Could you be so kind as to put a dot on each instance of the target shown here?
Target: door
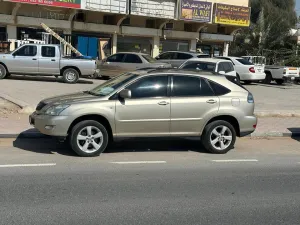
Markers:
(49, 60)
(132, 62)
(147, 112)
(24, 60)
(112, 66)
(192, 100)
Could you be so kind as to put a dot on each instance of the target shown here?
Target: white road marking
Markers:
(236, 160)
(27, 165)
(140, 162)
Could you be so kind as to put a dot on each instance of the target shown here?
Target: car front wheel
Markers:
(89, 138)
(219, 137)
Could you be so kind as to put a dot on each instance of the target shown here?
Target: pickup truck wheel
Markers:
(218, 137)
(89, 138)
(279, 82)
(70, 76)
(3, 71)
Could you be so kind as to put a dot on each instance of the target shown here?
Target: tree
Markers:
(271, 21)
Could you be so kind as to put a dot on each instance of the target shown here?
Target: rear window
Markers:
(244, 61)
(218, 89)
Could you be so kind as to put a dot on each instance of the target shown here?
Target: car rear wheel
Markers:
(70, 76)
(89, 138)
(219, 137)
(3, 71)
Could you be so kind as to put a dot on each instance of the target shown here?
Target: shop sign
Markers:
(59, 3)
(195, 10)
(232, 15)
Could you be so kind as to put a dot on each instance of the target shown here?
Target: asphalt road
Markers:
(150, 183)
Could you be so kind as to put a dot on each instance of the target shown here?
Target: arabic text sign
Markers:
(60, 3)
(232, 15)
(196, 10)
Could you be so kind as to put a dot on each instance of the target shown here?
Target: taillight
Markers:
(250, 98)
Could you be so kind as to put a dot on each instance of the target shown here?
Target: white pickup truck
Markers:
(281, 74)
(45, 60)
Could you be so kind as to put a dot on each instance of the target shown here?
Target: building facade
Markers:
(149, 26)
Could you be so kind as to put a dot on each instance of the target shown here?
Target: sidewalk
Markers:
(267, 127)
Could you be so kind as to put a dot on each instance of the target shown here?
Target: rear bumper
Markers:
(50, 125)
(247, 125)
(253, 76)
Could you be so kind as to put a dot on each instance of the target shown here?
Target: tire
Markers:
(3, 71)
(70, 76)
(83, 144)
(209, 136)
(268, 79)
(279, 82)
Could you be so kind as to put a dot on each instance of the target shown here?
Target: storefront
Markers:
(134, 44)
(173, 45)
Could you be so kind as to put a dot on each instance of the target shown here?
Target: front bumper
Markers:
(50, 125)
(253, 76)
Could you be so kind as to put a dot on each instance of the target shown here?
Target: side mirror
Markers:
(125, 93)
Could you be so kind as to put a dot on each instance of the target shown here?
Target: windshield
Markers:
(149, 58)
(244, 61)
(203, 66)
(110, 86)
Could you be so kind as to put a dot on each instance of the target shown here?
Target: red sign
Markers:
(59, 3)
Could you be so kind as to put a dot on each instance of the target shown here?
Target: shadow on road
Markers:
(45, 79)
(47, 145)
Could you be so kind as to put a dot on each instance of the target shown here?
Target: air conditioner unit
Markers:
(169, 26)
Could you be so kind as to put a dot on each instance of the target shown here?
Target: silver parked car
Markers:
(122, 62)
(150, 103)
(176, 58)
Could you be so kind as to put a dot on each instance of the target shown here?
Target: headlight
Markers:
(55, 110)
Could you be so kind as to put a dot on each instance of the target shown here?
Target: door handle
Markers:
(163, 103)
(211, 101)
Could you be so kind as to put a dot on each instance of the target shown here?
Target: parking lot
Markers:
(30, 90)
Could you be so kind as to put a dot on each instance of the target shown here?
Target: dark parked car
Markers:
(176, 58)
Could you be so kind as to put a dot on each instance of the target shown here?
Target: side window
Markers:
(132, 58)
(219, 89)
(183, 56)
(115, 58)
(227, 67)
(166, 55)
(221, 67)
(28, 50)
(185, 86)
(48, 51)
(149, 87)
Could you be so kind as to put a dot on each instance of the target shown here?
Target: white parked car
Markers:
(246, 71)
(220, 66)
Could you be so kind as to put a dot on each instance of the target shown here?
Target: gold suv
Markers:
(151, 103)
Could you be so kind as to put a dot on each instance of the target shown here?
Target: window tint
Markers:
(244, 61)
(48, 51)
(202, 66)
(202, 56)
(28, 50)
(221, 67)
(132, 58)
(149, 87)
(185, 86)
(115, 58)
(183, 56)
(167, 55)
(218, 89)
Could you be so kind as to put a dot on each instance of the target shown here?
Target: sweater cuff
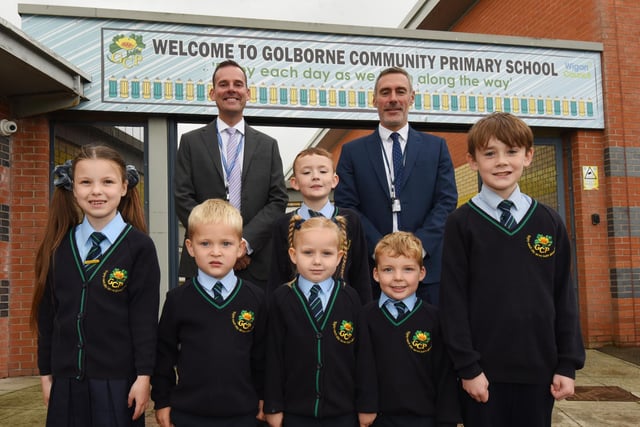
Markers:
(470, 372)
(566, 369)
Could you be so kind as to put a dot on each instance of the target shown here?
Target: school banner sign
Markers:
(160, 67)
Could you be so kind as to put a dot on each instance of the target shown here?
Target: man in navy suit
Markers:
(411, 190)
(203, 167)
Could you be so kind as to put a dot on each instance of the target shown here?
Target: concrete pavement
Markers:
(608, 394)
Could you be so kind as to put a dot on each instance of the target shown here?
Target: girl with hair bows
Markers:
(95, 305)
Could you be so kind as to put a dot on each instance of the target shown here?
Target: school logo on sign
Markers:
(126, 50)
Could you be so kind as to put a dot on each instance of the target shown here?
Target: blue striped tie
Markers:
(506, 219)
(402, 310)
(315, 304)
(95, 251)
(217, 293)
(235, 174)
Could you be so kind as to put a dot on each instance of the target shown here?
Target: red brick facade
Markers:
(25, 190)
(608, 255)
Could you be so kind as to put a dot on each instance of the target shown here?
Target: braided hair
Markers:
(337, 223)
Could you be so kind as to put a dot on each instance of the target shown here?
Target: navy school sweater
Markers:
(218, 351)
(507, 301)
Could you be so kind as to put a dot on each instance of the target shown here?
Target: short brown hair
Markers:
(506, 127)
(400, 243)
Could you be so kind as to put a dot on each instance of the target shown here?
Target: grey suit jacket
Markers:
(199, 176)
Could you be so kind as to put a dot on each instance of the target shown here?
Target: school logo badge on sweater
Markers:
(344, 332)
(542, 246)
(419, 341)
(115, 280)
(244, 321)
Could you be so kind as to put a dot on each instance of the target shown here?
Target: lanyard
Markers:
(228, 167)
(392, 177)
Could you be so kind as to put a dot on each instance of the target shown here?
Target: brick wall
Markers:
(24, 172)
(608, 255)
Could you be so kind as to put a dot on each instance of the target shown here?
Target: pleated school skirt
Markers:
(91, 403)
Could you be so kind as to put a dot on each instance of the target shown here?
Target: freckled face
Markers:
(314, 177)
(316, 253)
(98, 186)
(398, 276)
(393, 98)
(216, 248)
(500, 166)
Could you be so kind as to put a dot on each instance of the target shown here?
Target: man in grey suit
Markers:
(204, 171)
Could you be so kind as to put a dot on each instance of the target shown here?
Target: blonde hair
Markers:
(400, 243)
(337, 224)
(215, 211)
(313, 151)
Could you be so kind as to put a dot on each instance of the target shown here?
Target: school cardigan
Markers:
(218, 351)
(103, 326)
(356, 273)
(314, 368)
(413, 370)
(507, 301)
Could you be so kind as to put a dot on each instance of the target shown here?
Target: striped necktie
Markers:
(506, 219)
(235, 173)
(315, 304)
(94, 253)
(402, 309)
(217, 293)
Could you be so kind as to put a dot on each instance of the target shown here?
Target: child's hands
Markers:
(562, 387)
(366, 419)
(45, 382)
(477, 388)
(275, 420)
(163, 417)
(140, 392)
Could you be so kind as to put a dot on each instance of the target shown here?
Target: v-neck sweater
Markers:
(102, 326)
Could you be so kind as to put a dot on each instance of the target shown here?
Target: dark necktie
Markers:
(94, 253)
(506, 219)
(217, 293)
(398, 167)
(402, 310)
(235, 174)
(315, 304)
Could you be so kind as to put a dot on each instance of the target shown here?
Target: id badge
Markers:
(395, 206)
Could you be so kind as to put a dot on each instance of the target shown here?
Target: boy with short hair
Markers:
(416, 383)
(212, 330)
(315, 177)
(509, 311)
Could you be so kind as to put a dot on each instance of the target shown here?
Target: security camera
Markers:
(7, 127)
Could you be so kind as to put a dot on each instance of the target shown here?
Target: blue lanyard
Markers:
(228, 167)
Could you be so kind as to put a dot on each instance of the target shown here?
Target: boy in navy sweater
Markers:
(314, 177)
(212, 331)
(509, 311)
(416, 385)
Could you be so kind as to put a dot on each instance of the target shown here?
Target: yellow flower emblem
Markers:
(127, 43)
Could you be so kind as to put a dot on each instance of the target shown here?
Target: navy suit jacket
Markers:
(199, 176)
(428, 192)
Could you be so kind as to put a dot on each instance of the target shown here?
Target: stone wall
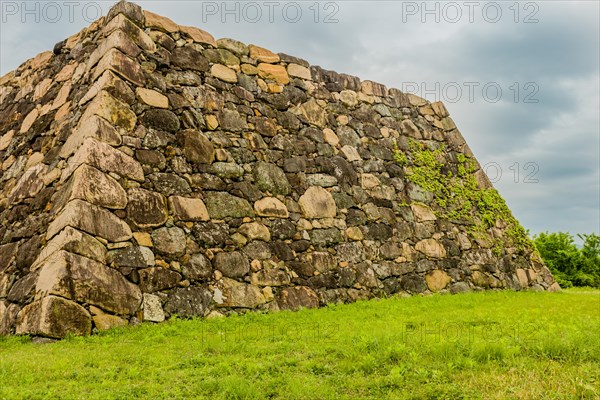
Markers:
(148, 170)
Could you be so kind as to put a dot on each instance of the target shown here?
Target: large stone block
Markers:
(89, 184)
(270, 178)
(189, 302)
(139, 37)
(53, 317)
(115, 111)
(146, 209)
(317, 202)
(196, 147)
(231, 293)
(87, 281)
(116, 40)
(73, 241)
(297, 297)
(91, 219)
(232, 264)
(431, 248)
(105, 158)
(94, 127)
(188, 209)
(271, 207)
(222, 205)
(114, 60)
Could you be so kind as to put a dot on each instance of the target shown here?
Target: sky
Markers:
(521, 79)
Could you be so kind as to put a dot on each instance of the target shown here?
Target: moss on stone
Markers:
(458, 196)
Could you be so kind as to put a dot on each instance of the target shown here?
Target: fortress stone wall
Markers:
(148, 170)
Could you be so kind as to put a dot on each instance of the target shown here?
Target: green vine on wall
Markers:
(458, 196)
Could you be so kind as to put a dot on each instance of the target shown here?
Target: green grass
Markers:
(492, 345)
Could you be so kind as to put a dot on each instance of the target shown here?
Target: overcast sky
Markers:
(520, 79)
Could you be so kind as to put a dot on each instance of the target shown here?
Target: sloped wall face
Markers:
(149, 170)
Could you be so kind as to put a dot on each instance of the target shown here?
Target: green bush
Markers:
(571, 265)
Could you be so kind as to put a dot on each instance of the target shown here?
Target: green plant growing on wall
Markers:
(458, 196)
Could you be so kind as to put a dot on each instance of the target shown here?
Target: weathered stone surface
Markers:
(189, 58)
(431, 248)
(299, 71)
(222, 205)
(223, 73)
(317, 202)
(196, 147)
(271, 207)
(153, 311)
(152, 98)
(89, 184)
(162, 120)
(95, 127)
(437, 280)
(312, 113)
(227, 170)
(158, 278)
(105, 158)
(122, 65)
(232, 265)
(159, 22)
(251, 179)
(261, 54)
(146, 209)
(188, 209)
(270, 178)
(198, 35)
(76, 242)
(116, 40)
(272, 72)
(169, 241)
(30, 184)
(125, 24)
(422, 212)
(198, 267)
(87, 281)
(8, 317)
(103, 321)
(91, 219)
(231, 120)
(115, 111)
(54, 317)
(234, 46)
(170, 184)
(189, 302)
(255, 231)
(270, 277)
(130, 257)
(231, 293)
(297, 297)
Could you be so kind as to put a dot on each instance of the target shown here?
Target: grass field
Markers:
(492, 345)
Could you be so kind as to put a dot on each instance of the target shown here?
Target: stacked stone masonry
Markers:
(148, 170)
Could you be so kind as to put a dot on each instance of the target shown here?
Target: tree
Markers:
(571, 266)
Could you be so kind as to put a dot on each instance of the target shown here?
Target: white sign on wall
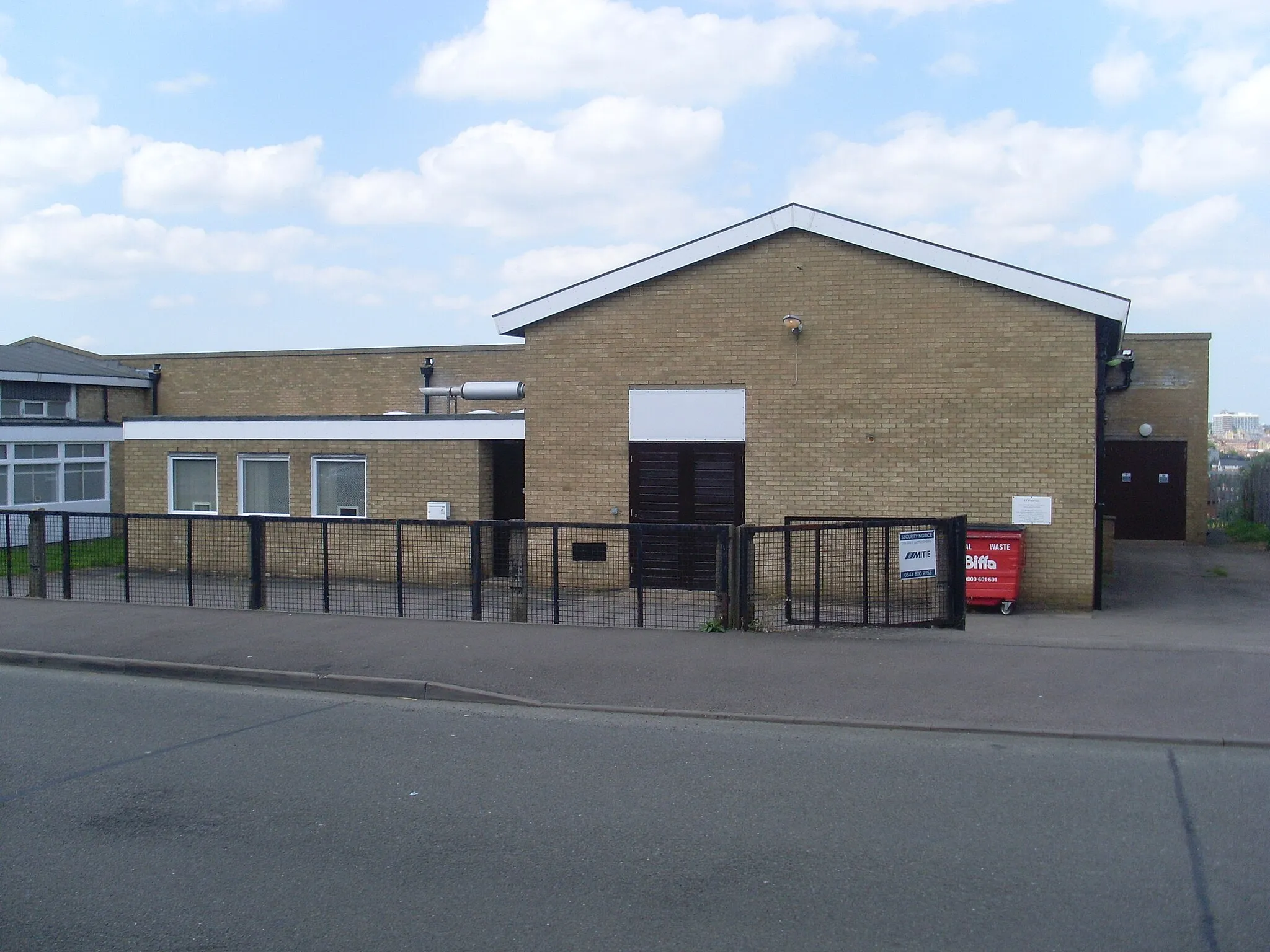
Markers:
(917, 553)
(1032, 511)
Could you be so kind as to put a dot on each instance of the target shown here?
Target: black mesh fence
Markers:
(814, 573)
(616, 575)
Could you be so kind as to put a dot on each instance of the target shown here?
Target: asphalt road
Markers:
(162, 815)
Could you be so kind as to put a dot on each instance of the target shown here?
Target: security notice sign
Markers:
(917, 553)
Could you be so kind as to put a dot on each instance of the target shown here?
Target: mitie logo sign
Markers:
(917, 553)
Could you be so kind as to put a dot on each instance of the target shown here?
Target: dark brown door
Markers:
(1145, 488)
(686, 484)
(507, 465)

- **Exercise goal**
Count the lines in the items above that contain the word "dark", and give only that number.

- **Exercise output**
3